⟨

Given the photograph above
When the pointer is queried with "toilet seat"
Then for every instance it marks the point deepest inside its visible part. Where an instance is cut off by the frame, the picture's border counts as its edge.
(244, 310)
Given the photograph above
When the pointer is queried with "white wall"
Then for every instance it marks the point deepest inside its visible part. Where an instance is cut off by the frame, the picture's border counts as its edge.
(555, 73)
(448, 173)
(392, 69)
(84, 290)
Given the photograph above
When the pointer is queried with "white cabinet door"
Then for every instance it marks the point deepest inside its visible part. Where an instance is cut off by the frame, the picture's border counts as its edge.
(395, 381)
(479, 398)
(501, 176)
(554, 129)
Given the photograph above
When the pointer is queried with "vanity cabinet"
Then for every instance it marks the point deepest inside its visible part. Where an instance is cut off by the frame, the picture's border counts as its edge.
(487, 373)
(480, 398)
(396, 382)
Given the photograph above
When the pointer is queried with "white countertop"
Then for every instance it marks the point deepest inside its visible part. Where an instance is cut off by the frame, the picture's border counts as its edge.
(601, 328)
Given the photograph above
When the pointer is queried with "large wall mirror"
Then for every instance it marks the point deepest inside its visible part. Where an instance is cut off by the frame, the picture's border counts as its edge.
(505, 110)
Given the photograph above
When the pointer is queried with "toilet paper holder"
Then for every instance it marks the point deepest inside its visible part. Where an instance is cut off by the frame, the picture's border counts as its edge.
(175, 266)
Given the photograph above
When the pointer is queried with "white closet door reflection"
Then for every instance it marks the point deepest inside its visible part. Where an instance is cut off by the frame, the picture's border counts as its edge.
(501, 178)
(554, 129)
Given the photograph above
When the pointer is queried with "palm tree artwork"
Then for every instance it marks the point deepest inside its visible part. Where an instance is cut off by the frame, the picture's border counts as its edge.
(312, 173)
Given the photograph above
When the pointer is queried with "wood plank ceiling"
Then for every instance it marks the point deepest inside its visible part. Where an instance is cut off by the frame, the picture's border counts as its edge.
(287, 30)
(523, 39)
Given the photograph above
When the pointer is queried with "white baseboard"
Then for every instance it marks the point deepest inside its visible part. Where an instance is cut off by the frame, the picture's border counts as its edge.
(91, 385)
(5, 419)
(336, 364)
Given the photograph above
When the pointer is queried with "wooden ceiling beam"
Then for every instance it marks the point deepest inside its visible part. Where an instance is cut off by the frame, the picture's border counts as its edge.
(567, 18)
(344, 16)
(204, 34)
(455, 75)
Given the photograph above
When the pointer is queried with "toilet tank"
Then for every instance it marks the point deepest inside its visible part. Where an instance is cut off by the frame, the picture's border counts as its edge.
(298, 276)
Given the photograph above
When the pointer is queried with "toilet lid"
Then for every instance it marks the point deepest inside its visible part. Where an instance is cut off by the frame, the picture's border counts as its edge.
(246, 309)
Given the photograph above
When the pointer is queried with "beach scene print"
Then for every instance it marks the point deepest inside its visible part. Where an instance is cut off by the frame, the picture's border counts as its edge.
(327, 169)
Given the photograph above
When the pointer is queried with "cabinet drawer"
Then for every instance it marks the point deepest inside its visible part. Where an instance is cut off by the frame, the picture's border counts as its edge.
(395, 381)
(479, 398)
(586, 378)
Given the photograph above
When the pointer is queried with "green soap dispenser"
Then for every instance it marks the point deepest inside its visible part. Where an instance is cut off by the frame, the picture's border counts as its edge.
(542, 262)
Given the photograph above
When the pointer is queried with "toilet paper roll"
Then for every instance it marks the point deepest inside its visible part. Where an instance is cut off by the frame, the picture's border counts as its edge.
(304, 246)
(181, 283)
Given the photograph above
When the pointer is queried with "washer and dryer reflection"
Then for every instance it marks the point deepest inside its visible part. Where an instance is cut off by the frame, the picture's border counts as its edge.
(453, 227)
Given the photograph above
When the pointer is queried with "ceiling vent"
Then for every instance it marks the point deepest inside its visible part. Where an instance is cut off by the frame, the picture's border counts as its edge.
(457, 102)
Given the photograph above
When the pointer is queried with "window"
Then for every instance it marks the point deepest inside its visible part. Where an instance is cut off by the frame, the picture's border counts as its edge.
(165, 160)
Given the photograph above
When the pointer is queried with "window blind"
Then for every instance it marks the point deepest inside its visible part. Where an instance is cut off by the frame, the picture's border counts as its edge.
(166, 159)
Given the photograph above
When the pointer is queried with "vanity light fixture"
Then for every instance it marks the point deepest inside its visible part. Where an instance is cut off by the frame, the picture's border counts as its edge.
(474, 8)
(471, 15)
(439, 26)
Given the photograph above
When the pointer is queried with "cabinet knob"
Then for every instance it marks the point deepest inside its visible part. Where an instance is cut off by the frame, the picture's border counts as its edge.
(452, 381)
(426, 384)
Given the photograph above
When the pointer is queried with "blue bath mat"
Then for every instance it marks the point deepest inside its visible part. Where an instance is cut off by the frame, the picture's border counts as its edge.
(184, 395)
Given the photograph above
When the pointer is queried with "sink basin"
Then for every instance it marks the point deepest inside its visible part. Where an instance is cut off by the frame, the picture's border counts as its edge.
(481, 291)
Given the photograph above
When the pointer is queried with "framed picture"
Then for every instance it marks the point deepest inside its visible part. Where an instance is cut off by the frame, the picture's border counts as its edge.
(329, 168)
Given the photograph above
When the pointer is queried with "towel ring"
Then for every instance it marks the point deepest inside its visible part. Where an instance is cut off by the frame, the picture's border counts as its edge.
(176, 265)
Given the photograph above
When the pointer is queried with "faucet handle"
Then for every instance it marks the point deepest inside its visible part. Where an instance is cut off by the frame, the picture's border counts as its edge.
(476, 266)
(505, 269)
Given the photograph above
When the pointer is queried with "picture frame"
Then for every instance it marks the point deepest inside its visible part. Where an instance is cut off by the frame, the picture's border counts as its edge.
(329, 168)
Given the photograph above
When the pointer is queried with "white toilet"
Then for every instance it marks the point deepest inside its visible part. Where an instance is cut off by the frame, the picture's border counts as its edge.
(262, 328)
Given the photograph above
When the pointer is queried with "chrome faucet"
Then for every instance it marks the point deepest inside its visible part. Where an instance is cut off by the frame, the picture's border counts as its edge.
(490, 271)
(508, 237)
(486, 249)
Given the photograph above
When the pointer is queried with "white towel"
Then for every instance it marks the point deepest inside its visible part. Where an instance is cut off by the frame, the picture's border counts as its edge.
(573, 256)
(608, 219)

⟩

Task details -> Could you return every record above exactly as written?

Completed exercise ->
Given the photograph above
When the pointer is queried with "toilet seat"
Then for every instance it marks the point deepest inside its visible part. Where an instance is cut off by the frame, the picture's border counts as its edge.
(244, 310)
Given the photograph above
When the pointer is queried with "white wall"
Then for every instance it marks the point deepest inside its visible part. Where an instance is cut off by the frame, the picture's border counts as its edge.
(555, 73)
(448, 173)
(392, 69)
(84, 290)
Given the photograph above
When the pointer is queried with "white cabinet door"
Then for every instance it marks the point deepest inside its visible part. Where an instance is cut off by the frame, the picture's border counts as its edge.
(395, 381)
(479, 398)
(501, 176)
(554, 129)
Given the photograph above
When the pointer is queried with "vanity cabinet"
Then for every instance it marks the point deepest inside its visible part. Where an instance is cut off by the frame, the picture's border counts as its edge.
(487, 373)
(480, 398)
(396, 382)
Given the photograph above
When the pointer is queried with "white countertop"
Then for every instance it marks the point deepest inside its visible part. Where an instance is cut off by the frame, the picture's border counts as its edge.
(601, 328)
Given the photograph above
When the pointer is queried with "large wall mirror"
Then for every instance it marks the point deepest inside its visible part. Where an instance is cut off by the frame, the picture's border counts as its edge.
(505, 110)
Given the photograph above
When the pointer is queried with "toilet paper holder"
Then for every instance it marks the point deepest inside its visible part. Where an instance is cut off by the frame, the picture's border counts as its edge.
(175, 266)
Given the photograph above
When the pointer is queried with "white closet door reflection"
Then for every instance it marks the point deepest inside its visible part. Where an instance is cut off by the frame, the picture's border counts as its edge.
(501, 178)
(554, 129)
Given the photograph above
When the pointer is queried with "palm tree artwork"
Then for every instance it marks the point deepest inside its visible part. Where an instance is cut off by the frame, the picture's border counts as its edge.
(312, 173)
Given the photograph above
When the pointer is queried with "wood plank ceiling"
Then for every instance it marks the point deepest inside its visible part. Where an instance is cut off by the frame, the picture's border counts as its edge.
(287, 30)
(523, 39)
Given the photograph above
When the pointer is queried with "white baseboard"
Then for every instance it marks the point deepest inside its visible part. Where an instance is cut off by the frame, the picture's border counts as its edge.
(91, 385)
(5, 419)
(336, 364)
Given the photograph above
When the pointer is queried with "wooden ceiling beam"
Then for every instance it marks the point deepest inside its visible part. Where an instance is cut off by the frame, the picture's border counts as its edge.
(567, 18)
(344, 16)
(204, 34)
(455, 75)
Given the photograph above
When the pointer is queried with "toilet tank"
Then for every instance it marks the point deepest inside its visible part. Where an instance is cut off by the frame, the picture's border counts as its edge.
(298, 276)
Given the photograph above
When the pointer is queried with "toilet lid"
Then for every instance it marks the point deepest inside its visible part. Where an instance is cut off by the frame, the picture's border counts as its edge.
(246, 309)
Given the photograph above
When the pointer is queried with "beach scene print"
Then for every instance it marks the point deepest inside its visible part. Where an instance is cut off by the frame, the picture's border counts as its edge.
(327, 169)
Given the photograph above
When the pointer is queried with "cabinet drawer"
Then for every instance it marks the point deepest inside its visible part. Where an instance is cut off by the frame, the picture's border counts as its edge.
(395, 381)
(479, 398)
(586, 378)
Given the photograph above
When the pointer is queried with "green soap dispenser"
Then for every instance it marks the point deepest inside its visible part. Where an instance is cut off by the frame, the picture's border counts as its edge.
(542, 262)
Given the photograph above
When the pointer is queried with "toilet paper roll"
Then for every instance it marks the point deepest inside its visible part. Where an instance is cut off by the frame, the picture's border counts as its edge.
(304, 246)
(181, 283)
Given the photograph above
When the pointer is queried with "washer and dryer reflection"
Then for every instance it marks the point deepest inside its visible part. Where an instance is cut off by the frame, the picture's border counts as its edge.
(453, 227)
Given the photograph above
When the pointer is queried with "ceiling vent"
Then for every instance it marks the point deepest inside its visible part. Where an instance is cut off by the frame, the picture's border counts as its edge.
(457, 102)
Given the photograph above
When the pointer is queried with "window"
Then for every instance it marks the point deepest inside its visible part. Where an instance is cut off by the frame, the picture's border counts as its edge.
(165, 160)
Given the photograph above
When the pointer is queried with "window blind"
Then for every instance it marks the point deepest inside its visible part. Where an instance is cut off by the frame, the picture's border counts as its edge.
(166, 159)
Given the photograph above
When the pointer is queried with "vanity light fixture"
Then for every instance it marks the point deepest inside its visible part. Where an instance is cut off by the frame, the picture's border counts as its edge.
(474, 8)
(471, 15)
(439, 26)
Given the photograph above
When the pointer is queried with "cabinet knob"
Then for every instance it marks the point deepest inside its visible part. Where an instance is cut off by the frame, the picture's border counts as its edge.
(452, 381)
(426, 384)
Given the photograph above
When the pointer is queried with "blue bath mat"
Then for every instance it marks the point deepest inside its visible part. Where an instance is cut off by the frame, the picture's border counts as its edge.
(184, 395)
Given the photograph above
When the pointer is queried with "sink basin"
Then for every instance it marks the point deepest inside its visible part. Where an instance is cut off by the frame, the picture's border counts as its edge.
(481, 291)
Given the photograph above
When the pointer is queried with "framed picture"
Then for every instance it marks the point deepest inside its visible part. Where an instance is cut off by the frame, the picture's border counts as its edge.
(329, 168)
Given the photograph above
When the pointer is queried with "towel ring"
Then for every instance it marks the point deepest inside its visible part. Where an instance is cut off by the frame, the picture's border counts as its edge.
(176, 265)
Given the photograph above
When the pointer is queried with "faucet handle"
Then for every instance it marks the point deepest inside its visible part. Where an instance is cut off by the frame, the picture's border counts as its edge.
(476, 266)
(505, 269)
Given the photograph above
When the pointer is queried with "picture frame"
Then for every instance it marks the point deepest inside its visible part. Where an instance is cut off by the frame, the picture's border counts as its edge.
(329, 168)
Given the photograph above
When the pointer is queried with "white toilet"
Then for every instance it marks the point deepest inside its visible part. Where an instance is cut off by the frame, the picture's border counts as its edge.
(262, 328)
Given the photograph above
When the pointer is queried with "chrome faucet"
Then for every instance it marks the point deepest inside its visible part. Where an instance is cut off by the frame, the picture's border counts as its edge.
(490, 271)
(508, 237)
(486, 249)
Given the photograph above
When the pointer is queried with "white towel"
Then for every instance it marks the point deepest inside its visible part. Where an instance is cut off by the frame, the picture's border counts as its edge.
(573, 256)
(608, 219)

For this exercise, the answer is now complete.